Entries provided
▶
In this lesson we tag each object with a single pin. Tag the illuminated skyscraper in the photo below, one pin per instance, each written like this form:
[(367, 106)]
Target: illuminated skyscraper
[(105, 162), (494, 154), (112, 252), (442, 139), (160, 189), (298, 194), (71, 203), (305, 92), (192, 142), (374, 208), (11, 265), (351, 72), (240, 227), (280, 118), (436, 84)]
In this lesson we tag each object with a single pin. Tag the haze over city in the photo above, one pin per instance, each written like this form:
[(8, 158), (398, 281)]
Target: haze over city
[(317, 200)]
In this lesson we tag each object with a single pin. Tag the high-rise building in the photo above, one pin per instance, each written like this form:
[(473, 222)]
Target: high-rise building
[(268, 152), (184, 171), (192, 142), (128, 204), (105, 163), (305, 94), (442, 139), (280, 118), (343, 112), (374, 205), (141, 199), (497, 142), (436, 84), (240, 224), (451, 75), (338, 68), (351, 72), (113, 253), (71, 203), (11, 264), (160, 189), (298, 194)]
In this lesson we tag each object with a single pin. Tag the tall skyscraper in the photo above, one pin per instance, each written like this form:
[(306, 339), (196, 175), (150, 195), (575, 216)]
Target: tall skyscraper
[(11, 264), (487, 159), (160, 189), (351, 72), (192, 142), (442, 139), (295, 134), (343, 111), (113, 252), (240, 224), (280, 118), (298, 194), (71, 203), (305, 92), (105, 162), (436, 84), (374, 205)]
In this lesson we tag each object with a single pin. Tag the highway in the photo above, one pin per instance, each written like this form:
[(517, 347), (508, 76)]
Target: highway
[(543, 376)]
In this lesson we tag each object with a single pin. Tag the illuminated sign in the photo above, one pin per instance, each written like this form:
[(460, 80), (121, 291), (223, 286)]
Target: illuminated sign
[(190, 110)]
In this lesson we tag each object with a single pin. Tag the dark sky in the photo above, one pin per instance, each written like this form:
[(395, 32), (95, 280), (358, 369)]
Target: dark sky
◀
Problem to work on
Recast every line of the entries above as a numbered list, skipping any blank lines.

Answer in full
1. In this lesson we tag each object with a single pin. Tag the illuminated skyscraper in the photo below, one pin per instance, each written like this form:
2. [(367, 106)]
3. Target: illuminated skyscraper
4. [(105, 162), (494, 154), (112, 252), (442, 139), (160, 189), (298, 194), (71, 203), (305, 92), (192, 142), (374, 208), (11, 265), (351, 72), (240, 227), (280, 118), (436, 84)]
5. In this lesson we tag each object with a single pin. Tag the haze over city in the photo above, one pin per instance, each written like this form:
6. [(8, 158), (398, 281)]
7. Target: haze over city
8. [(317, 200)]
9. In this lesson we tag each object with a single pin. Tag the high-rise building in the photo above, one pin per instance, each written like this form:
10. [(473, 222)]
11. Target: high-rise building
12. [(268, 152), (184, 171), (192, 142), (128, 204), (105, 163), (305, 94), (442, 139), (280, 118), (343, 112), (374, 205), (141, 199), (497, 142), (436, 84), (240, 224), (451, 75), (338, 68), (351, 72), (113, 253), (71, 203), (11, 264), (160, 189), (298, 194)]
13. In this lesson we tag each object with a single pin. Tag the tall skyscraper in the photo above, one pin per instance, each written like this form:
14. [(306, 339), (196, 175), (150, 195), (575, 216)]
15. Target: tall skyscraper
16. [(11, 264), (487, 159), (160, 189), (351, 72), (192, 142), (442, 139), (295, 134), (343, 111), (113, 252), (240, 224), (280, 118), (298, 194), (71, 203), (305, 92), (105, 162), (436, 84), (374, 205)]
17. In this lesson we tag each object with a single pin. Tag the highway in the photo above, one pin per instance, each written like this form:
18. [(517, 347), (508, 76)]
19. Target: highway
20. [(543, 376)]
21. In this lesson we tag each object with a single pin. Tag the illuminated sign in the photo above, one pin per instance, each written like this form:
22. [(460, 80), (121, 291), (223, 286)]
23. Target: illuminated sign
24. [(190, 110)]
25. In this lesson we tag each object with a single pin. Tag the dark sky in the photo above, one pin per instance, each written like this form:
26. [(395, 32), (95, 280), (358, 369)]
27. Target: dark sky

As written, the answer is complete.